Temporary protected status ending for Haitians living in US

The Trump administration announced that in 2019 nearly 60,000 Haitians who have been living legally in the US with visas issued on humanitarian grounds must return to Haiti. TPS protections for Sudan and Nicaragua have also been terminated.

|
Wilfredo Lee/AP
Pierrot Mervilier (c.) and a young girl hug after the girl on May 22, 2017, after her family spoke to reporters about their experience living in the US with a temporary protection visa scheduled to end in 2019.

The Trump administration said it is ending a temporary residency permit program that has allowed almost 60,000 citizens from Haiti to live and work in the United States since a powerful earthquake shook the Caribbean nation in 2010.

The Homeland Security Department said conditions in Haiti have improved significantly, so the benefit will be extended one last time – until July 2019 – to give Haitians time to prepare to return home.

"Since the 2010 earthquake, the number of displaced people in Haiti has decreased by 97 percent," the department said in a statement issued Monday evening. "Haiti is able to safely receive traditional levels of returned citizens."

§ **Required work**:
1. Name every country mentioned in the article on temporary protected status for Haitians.
2. Write the next part of the article on temporary protected status for Haitians, starting after its last sentence.
The entries after this article aren't needed.

§ **Extracted material**:
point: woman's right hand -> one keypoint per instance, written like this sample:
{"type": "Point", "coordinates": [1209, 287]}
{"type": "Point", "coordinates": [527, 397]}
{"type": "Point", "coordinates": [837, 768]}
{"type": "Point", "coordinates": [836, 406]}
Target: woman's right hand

§ **Set of answers**:
1. Haiti, the United States, Sudan, Nicaragua

2.
Advocates and members of Congress from both parties had asked the Trump administration for an 18-month extension of the program, known as Temporary Protected Status. Haitian President Jovenel Moise's government also requested the extension.

Rony Ponthieux, a Haitian nurse with temporary residency who has lived in Miami since 1999, told The Associated Press, "This isn't over, this is time we get to fight for renewal, not to pack our bags." She has a daughter and a son born in the United States and another son in Port-au-Prince.

"We need to push Washington to provide a legal status for us with TPS," Ms. Ponthieux said. "This is anti-immigrant policy."

Advocates for Haitians quickly criticized the decision to make this the last extension, arguing the conditions in the island nation haven't improved nearly enough for Haitians to be deported.

Rep. Mario Diaz-Balart (R) of Florida, expressed "strong opposition" to the measure and urged the administration to reconsider.

"Forcing them to leave the United States would be detrimental," he said in a statement. "Almost eight years later, Haiti remains in total disarray and still requires much rebuilding."

Amanda Baran, policy consultant at the Immigrant Legal Resource Center, called the termination of the status a "heartless decision" and said the Trump administration has no plan in place for the US-born children who may now lose their Haitian parents and caregivers to deportation.

While Haiti has made advances spurred by international aid since the quake, it remains one of the poorest nations in the world. More than 2.5 million people, roughly a quarter of the population, live on less than $1.23 a day, which authorities there consider extreme poverty.

The United Nations last month ended a peacekeeping mission in Haiti that, at its peak, included more than 10,000 troops. Its new mission is comprised of about 1,300 international civilian police officers and 350 civilians who will help the country try to reform a deeply troubled justice system.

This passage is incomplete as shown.